Reto A: Según el texto sobre el origen aragonés, ¿son ciertas estas afirmaciones? (i) Quien escribe nació en Zaragoza. (ii) Los padres se fueron a Zaragoza desde su pueblo en busca de trabajo. (iii) Los celtíberos llegaron a la comarca después que los romanos. Responde sí o no a cada una y cita las palabras del texto que lo deciden.
Reto B: Recoge todas las líneas de los registros que contienen la cadena "segment".

:: Fragmento del texto ::

Hoy
se celebra la fiesta de mi tierra.
Porque
soy aragonés, que le voy a hacer.
Y
lo soy porque nací en Zaragoza hace más de medio siglo. Porque allí habían
emigrado mis padres desde su pueblo buscando trabajo.
Pero
sobre todo soy aragonés porque, hasta donde sé y he podido averiguar, todos los
miembros de mi familia han sido aragoneses y proceden, desde tiempo inmemorial,
del mismo pueblecito de la provincia de Calatayud. Sí, de esa provincia que
junto con la de Villafranca del Bierzo desaparecieron tras haber sido incluidas
en la primera división provincial del estado español.
Aunque
por mejor decir, como ahora está de moda remontarse hasta los más antiguos
ancestros por eso del hecho diferencial, debería decir que soy celtíbero. O
sea, originario de esas tierras que, cabalgando a lomos del Sistema Ibérico,
son algunas de las comarcas más despobladas de Europa, si exceptuamos Laponia.
Tierras pobres donde las haya, y de las que uno de nuestros antiguos monarcas
dijo aquello de “si no fuera por sus libertades y sus buenos fueros, estarían
deshabitadas”.
Y
la comarca del pueblo de mi familia, según los estudios históricos de la zona,
ya estaba habitada por los pueblos celtíberos cuando los romanos pisaron por
primera vez la península Ibérica.
Unos
pueblos celtíberos que, para compensar sus magros ingresos, y cuando no se
estaban atizando unos contra otros, se alquilaban como mercenarios, ora con
cartagineses, ora con romanos, ora con quien mejor les pagara. Y que,
finalmente, y desde Numancia, resistieron durante años y hasta les dieron las
del pulpo a los legionarios itálicos.

:::
:: Datos registrados ::

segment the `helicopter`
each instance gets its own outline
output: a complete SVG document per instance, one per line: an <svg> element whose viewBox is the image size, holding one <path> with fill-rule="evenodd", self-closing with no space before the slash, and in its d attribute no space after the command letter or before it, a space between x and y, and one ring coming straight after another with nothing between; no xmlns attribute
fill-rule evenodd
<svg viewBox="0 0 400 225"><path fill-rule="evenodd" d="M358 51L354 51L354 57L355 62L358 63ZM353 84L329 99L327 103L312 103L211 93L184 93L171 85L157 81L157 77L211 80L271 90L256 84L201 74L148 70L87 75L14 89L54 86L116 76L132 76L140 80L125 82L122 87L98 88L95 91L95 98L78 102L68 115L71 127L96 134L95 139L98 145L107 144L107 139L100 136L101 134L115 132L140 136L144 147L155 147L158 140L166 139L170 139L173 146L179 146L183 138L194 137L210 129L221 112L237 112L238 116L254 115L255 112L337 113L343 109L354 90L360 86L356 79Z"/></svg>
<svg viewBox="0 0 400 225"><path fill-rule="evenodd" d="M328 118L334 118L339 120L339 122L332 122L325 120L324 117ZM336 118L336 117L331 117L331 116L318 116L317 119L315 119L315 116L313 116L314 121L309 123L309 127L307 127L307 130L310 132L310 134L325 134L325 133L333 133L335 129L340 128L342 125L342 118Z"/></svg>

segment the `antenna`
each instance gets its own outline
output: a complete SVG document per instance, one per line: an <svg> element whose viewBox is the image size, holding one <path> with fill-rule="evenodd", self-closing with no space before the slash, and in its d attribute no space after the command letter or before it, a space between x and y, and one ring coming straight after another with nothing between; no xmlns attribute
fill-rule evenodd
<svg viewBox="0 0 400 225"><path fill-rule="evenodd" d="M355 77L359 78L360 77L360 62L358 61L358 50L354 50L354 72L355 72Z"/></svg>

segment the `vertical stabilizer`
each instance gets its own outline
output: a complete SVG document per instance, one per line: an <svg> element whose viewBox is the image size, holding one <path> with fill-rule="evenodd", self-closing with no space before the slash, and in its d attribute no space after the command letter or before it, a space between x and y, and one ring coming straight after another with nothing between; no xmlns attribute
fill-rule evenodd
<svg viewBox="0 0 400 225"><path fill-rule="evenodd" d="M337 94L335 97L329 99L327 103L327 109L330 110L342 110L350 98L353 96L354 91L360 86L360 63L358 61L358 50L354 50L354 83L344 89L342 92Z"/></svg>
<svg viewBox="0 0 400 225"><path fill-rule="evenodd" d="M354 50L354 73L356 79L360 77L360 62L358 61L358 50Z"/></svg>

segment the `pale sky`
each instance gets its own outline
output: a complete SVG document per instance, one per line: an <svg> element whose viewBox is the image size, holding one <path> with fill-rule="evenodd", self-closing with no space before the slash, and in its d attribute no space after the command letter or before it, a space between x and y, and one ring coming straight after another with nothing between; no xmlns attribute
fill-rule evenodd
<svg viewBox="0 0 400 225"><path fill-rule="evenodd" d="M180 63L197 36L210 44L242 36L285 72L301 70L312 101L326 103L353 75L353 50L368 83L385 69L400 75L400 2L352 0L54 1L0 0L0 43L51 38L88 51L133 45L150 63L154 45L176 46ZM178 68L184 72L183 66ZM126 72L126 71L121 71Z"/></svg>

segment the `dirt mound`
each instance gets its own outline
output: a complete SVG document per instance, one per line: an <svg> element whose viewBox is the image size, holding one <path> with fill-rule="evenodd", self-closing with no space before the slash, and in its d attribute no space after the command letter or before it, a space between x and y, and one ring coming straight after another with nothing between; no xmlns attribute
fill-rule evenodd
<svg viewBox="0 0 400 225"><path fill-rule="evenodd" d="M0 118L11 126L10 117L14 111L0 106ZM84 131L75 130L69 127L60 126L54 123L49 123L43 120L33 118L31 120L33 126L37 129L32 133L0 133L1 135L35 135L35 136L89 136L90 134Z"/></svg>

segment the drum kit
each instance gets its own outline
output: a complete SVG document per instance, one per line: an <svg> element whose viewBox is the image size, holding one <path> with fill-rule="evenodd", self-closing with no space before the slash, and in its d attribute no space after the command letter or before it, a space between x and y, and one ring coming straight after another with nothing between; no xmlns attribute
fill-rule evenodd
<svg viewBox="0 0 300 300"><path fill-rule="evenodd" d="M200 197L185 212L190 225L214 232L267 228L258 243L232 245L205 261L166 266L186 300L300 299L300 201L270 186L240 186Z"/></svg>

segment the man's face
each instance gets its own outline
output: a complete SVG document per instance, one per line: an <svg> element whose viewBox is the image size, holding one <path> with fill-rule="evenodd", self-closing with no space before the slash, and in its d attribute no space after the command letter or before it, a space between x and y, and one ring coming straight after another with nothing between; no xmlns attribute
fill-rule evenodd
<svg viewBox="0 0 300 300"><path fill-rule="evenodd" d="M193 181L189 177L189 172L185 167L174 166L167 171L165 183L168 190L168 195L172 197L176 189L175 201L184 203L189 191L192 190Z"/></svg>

:::

Respuesta A:
(i) Sí: "nací en Zaragoza hace más de medio siglo".
(ii) Sí: "allí habían emigrado mis padres desde su pueblo buscando trabajo".
(iii) No: "ya estaba habitada por los pueblos celtíberos cuando los romanos pisaron por primera vez la península Ibérica".

Respuesta B:
segment the `helicopter`
segment the `antenna`
segment the `vertical stabilizer`
segment the `pale sky`
segment the `dirt mound`
segment the drum kit
segment the man's face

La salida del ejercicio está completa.